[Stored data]
══════════════════════════════
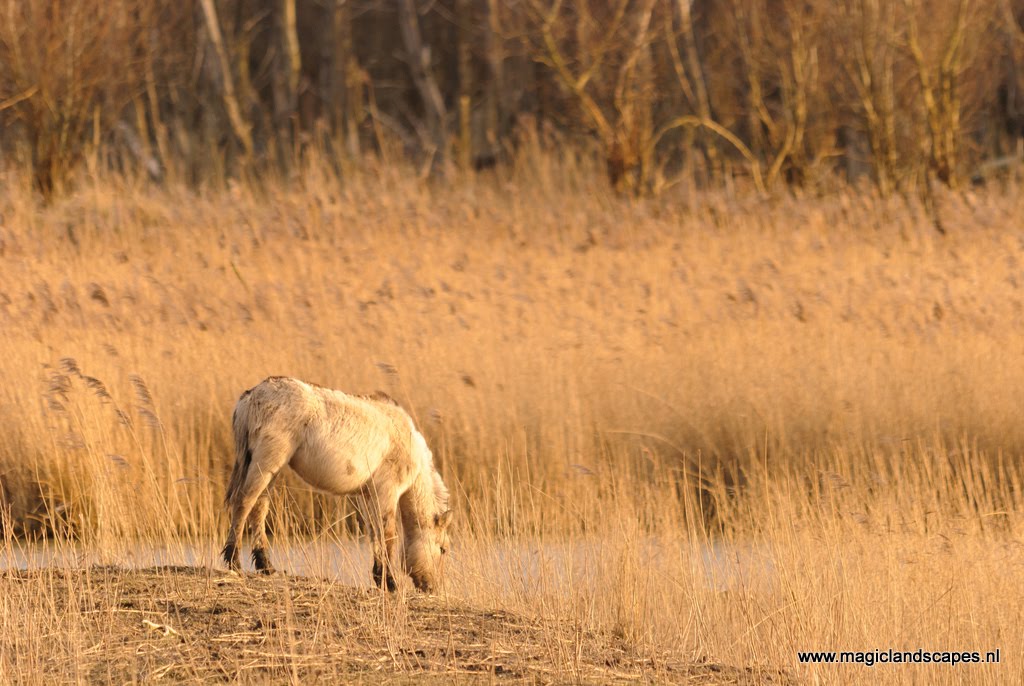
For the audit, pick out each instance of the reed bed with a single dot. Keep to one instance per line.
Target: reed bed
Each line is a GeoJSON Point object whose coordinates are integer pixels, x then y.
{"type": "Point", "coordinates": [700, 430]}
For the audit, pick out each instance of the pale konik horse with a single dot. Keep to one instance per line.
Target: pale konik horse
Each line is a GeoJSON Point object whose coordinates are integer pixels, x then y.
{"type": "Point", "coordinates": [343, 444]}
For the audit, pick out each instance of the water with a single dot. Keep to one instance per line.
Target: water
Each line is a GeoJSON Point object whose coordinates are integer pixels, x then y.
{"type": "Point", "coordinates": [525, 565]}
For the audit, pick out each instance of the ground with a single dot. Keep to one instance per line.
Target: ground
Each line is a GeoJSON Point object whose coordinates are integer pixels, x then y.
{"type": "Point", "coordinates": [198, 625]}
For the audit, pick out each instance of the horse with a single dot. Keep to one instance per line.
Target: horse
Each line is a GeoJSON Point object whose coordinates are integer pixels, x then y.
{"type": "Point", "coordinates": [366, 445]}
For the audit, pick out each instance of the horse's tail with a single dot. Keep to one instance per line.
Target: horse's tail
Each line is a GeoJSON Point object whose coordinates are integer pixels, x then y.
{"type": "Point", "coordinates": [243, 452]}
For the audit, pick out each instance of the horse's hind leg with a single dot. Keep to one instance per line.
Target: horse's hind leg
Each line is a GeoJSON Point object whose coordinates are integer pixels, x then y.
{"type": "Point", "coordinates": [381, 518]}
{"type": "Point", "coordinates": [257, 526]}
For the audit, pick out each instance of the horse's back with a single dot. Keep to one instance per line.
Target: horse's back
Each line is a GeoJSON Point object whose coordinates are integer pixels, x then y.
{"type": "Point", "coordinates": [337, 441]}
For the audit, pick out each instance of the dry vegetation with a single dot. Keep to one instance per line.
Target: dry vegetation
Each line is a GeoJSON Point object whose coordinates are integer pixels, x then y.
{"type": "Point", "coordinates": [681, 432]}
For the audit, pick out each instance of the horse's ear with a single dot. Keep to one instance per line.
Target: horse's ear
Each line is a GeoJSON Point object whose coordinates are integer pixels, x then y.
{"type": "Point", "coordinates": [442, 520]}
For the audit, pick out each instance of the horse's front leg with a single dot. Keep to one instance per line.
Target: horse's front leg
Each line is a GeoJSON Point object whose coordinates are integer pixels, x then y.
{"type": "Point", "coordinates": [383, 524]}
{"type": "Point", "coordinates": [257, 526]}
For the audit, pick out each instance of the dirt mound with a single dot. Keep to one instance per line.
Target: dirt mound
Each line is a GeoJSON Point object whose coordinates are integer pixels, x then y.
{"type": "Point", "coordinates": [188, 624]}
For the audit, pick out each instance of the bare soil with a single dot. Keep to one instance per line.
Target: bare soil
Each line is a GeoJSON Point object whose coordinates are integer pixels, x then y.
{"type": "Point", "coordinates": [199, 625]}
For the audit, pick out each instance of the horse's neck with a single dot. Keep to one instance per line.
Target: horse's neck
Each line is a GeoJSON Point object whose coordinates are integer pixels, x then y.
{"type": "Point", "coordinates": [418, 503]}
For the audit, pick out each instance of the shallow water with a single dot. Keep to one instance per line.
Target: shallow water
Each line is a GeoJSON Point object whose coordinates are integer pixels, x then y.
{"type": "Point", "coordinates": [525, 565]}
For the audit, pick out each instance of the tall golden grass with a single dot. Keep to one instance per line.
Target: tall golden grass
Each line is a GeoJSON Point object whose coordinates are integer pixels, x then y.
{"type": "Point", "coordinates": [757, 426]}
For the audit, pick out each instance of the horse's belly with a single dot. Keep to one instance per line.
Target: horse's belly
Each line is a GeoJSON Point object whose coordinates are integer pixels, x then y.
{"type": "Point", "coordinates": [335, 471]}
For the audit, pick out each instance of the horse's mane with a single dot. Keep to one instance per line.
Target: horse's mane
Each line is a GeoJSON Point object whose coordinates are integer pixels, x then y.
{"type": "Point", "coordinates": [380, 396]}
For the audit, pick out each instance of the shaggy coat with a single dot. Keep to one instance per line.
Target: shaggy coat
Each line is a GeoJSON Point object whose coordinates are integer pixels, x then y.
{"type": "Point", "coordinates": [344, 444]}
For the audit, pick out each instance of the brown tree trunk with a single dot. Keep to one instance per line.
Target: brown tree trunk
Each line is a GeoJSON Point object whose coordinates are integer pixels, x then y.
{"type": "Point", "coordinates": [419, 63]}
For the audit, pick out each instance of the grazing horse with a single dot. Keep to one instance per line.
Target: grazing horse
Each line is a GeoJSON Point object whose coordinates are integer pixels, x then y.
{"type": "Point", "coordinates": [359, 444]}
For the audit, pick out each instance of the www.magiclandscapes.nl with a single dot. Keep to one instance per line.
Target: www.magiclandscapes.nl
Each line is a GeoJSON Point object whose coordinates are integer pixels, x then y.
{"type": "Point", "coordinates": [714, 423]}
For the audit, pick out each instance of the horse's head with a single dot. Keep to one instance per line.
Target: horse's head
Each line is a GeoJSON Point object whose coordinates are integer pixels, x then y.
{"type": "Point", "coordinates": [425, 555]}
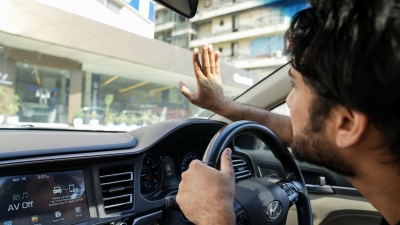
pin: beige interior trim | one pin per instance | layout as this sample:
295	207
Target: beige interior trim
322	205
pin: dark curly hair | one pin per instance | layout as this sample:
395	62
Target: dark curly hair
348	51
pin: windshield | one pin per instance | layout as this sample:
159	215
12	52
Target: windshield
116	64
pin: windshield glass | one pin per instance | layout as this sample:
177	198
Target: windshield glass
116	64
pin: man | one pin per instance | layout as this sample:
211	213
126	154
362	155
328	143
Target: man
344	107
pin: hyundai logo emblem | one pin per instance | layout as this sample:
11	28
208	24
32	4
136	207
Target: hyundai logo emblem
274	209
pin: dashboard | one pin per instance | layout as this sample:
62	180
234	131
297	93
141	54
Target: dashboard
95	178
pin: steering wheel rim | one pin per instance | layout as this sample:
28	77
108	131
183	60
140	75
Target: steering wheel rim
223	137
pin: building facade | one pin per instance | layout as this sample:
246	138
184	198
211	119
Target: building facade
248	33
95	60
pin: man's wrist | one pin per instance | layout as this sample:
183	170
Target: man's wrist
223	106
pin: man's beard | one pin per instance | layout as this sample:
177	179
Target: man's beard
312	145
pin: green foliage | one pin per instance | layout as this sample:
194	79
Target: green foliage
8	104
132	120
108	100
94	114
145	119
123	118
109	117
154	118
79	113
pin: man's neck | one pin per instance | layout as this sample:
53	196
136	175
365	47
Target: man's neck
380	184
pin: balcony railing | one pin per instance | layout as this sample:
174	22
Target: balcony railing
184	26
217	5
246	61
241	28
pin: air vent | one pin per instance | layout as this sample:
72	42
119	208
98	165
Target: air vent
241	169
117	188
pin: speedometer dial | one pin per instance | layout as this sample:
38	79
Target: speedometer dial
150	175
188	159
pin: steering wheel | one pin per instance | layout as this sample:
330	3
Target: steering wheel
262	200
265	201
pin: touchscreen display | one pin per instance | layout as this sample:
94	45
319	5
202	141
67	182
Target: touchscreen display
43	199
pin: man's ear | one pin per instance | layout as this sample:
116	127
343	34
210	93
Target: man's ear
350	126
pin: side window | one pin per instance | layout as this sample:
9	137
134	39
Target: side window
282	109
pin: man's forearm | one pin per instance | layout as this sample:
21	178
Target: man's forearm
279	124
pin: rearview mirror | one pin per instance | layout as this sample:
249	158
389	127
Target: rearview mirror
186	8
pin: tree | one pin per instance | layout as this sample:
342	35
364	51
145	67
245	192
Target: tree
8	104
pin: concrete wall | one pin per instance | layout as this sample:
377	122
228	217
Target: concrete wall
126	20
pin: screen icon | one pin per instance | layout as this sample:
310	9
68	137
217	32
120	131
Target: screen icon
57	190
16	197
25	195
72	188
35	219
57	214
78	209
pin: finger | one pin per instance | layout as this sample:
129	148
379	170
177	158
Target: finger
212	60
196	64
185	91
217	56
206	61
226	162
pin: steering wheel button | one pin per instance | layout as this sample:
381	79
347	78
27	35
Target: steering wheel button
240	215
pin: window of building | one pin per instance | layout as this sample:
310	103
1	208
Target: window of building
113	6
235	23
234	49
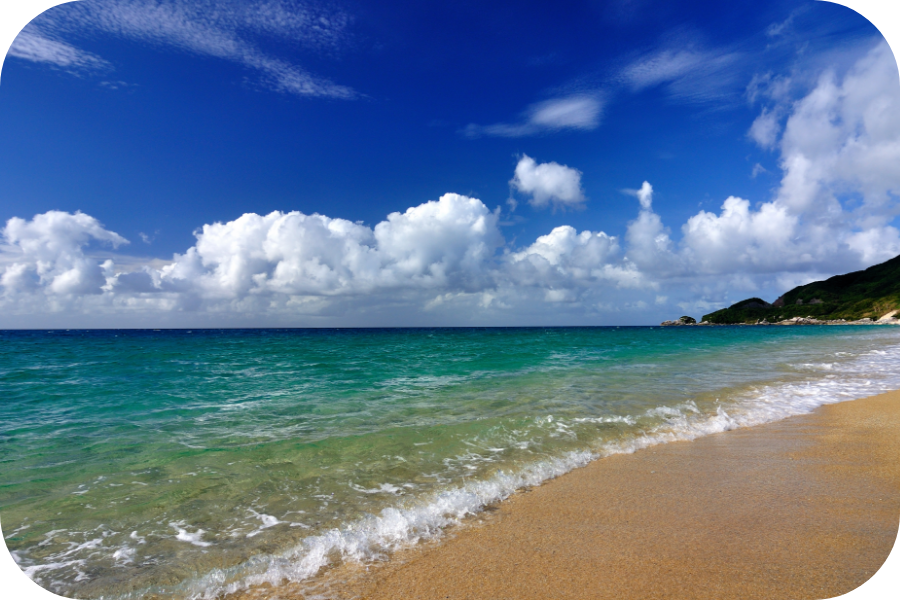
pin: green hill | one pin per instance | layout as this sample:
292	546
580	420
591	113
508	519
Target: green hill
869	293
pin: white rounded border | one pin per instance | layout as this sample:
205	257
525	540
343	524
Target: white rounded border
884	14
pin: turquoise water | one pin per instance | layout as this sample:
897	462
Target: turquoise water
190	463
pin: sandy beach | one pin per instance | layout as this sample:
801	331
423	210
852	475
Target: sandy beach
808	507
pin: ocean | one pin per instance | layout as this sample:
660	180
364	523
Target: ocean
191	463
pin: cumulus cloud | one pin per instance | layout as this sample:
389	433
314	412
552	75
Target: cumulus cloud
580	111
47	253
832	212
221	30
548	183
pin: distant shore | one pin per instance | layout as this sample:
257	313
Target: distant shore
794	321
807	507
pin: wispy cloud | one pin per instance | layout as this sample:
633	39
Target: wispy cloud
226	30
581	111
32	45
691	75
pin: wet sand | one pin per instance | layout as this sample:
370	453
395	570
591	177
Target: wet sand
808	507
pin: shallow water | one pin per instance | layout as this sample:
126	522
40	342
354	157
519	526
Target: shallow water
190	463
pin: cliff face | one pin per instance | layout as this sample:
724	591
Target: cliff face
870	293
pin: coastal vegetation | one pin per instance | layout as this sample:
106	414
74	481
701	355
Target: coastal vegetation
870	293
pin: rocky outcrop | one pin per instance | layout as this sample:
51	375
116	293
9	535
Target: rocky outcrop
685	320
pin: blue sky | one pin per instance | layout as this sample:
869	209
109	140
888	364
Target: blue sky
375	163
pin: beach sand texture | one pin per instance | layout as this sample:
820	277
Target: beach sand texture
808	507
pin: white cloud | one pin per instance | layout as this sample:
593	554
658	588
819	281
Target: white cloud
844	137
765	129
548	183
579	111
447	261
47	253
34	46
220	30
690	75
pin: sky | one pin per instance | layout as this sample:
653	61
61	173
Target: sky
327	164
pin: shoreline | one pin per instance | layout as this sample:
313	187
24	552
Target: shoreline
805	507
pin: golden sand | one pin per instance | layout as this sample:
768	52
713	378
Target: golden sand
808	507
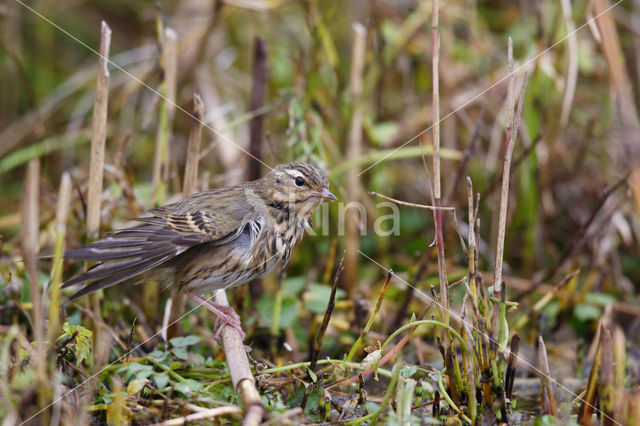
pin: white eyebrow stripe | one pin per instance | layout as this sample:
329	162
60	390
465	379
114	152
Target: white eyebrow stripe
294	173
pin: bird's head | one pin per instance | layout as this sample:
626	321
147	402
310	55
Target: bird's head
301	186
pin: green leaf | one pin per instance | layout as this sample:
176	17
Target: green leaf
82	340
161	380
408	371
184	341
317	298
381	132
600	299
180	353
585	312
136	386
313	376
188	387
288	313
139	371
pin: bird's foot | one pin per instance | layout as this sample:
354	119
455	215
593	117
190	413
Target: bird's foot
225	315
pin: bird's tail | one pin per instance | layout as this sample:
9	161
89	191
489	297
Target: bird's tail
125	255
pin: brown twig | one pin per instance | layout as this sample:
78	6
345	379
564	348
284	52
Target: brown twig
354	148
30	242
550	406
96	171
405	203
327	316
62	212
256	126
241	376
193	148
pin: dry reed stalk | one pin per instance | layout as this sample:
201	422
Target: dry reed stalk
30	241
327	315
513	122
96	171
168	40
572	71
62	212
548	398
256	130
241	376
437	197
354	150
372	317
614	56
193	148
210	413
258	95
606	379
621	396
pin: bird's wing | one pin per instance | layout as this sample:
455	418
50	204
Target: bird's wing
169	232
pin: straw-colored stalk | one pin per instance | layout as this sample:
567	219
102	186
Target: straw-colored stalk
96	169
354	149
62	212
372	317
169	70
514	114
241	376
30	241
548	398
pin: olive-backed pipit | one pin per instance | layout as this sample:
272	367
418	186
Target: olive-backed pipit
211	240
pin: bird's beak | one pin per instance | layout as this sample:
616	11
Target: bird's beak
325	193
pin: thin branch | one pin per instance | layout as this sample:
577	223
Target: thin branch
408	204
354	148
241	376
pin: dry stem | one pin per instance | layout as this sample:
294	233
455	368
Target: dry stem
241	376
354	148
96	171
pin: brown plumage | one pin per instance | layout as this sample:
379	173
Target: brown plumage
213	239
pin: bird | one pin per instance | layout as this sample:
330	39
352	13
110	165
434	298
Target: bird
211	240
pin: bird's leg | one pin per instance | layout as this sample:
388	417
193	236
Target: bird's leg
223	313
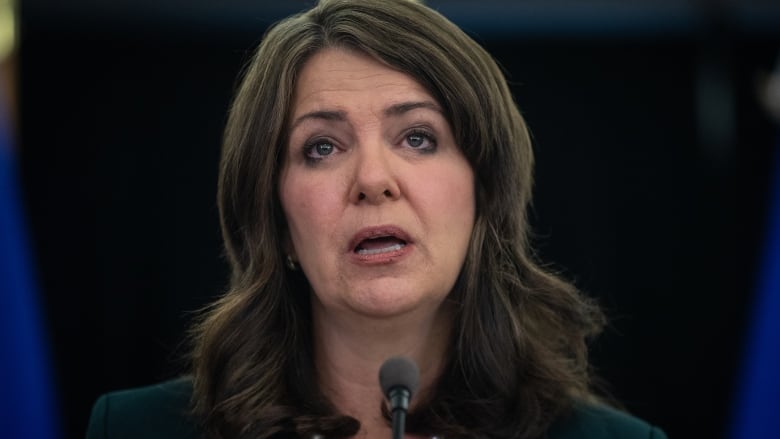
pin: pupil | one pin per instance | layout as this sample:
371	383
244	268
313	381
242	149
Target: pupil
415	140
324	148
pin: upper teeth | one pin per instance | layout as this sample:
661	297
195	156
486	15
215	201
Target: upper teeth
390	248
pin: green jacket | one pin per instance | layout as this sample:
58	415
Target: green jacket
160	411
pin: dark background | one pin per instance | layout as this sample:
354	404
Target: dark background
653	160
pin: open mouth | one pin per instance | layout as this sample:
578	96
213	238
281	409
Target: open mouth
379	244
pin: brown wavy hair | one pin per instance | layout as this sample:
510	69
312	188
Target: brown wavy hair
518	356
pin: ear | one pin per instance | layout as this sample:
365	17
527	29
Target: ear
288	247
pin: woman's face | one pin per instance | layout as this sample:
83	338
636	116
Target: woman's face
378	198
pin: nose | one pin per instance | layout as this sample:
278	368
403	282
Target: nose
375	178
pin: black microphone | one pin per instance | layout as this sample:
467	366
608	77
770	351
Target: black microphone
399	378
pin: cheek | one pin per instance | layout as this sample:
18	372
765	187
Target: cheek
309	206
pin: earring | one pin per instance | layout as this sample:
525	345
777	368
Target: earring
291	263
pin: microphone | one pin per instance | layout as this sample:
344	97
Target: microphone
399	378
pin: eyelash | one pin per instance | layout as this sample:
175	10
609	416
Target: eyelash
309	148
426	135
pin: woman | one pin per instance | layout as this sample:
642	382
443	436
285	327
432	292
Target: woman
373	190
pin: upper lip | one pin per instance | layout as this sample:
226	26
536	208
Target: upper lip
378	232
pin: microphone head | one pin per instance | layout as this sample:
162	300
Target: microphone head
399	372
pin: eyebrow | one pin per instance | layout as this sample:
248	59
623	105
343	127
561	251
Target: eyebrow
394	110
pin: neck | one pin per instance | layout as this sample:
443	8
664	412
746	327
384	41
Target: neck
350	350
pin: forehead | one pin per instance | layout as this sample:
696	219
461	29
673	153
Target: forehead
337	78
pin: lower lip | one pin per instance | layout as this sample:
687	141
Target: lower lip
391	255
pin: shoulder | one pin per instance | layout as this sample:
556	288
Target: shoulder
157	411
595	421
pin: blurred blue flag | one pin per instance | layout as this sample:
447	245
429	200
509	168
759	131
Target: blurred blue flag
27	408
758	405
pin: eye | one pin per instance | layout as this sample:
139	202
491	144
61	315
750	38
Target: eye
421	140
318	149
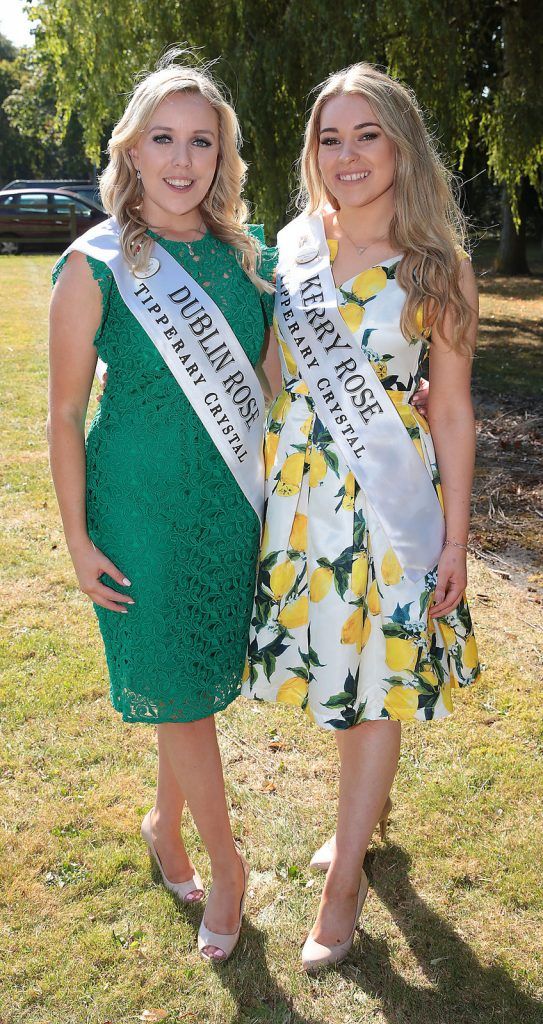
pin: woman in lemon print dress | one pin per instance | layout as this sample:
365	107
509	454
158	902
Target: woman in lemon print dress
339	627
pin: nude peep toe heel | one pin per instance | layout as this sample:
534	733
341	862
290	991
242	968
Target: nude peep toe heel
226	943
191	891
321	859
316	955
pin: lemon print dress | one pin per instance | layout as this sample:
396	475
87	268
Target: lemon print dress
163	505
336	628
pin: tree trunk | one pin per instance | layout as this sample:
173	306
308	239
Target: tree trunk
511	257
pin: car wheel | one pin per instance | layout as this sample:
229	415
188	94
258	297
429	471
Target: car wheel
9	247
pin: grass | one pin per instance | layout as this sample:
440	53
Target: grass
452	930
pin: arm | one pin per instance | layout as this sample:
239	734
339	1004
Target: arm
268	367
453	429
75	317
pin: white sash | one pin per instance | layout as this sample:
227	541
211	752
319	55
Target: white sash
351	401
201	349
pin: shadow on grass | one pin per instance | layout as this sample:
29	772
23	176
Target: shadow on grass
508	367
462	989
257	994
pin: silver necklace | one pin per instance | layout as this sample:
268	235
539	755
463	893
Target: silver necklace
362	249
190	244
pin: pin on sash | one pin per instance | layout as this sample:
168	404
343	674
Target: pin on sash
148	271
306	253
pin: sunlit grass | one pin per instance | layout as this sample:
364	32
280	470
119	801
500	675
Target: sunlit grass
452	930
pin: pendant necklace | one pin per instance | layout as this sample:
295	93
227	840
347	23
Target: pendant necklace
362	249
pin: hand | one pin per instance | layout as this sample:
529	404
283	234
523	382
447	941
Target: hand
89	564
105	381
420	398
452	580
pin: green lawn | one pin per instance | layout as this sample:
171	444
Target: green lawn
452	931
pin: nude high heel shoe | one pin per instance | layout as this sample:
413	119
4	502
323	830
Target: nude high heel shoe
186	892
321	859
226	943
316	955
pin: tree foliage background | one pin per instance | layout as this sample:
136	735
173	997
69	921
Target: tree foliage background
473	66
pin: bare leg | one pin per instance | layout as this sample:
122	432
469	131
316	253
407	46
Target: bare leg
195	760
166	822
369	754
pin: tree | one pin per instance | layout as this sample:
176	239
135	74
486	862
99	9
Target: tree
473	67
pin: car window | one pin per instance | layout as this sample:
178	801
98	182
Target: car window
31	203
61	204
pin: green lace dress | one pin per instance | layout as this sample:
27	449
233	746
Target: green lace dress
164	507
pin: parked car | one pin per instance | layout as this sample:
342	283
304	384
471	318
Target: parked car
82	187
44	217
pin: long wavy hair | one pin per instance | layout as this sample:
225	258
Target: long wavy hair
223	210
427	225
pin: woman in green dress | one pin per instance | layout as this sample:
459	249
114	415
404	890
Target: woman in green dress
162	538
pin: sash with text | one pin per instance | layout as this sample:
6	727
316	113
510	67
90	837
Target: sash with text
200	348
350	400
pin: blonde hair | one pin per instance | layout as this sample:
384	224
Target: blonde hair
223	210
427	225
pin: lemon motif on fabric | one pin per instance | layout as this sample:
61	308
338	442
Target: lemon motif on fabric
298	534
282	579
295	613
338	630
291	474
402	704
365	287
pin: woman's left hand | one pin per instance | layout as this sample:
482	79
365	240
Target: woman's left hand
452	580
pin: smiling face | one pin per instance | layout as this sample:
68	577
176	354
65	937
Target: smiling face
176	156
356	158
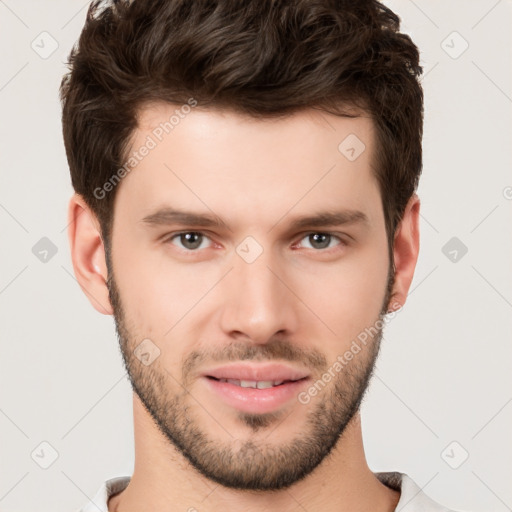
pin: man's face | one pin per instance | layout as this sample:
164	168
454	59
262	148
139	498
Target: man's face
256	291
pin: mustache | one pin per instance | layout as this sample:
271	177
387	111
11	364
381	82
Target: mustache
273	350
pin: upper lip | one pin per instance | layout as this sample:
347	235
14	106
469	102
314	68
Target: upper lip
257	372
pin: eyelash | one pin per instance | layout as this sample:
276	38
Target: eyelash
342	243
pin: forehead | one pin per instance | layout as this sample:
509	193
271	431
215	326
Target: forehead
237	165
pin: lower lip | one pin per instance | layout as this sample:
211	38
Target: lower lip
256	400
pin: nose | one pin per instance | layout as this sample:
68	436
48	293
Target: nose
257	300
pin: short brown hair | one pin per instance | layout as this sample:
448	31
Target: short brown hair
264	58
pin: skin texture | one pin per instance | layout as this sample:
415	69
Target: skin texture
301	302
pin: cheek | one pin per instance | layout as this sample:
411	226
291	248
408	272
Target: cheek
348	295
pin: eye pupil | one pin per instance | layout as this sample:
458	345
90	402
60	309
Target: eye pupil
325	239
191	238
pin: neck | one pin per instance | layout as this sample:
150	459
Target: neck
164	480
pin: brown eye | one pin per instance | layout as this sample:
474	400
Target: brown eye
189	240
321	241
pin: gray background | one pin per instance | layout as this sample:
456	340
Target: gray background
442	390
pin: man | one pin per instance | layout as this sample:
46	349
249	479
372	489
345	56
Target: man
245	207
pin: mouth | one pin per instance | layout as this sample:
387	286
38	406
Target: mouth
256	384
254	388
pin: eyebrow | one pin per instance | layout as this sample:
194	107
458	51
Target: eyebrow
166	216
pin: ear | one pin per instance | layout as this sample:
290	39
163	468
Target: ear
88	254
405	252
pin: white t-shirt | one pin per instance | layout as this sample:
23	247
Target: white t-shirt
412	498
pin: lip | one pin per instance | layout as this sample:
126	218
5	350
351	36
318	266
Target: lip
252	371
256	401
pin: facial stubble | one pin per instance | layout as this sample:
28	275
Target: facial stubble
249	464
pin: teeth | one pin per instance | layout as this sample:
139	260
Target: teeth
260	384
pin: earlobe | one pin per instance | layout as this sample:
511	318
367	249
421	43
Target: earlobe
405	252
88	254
══════════════════════════════
Take the line with "pin: white t-shirt" and all lines after it to the last line, and reproduce them exactly.

pin: white t-shirt | one pin per instance | layout as this sample:
23	247
Target: white t-shirt
412	498
pin: lip | one pin per instance | layout as this sample:
126	218
5	350
351	36
318	266
Target: lip
252	371
256	401
pin: facial stubble | one pin per instance | layout as this sample:
28	275
Target: facial stubble
249	464
pin: teeth | one pin per instance | layout as this sample:
139	260
Target: teeth
260	384
pin: earlobe | one pin per instance | layout as this sample:
511	318
367	249
421	43
Target: earlobe
405	252
88	254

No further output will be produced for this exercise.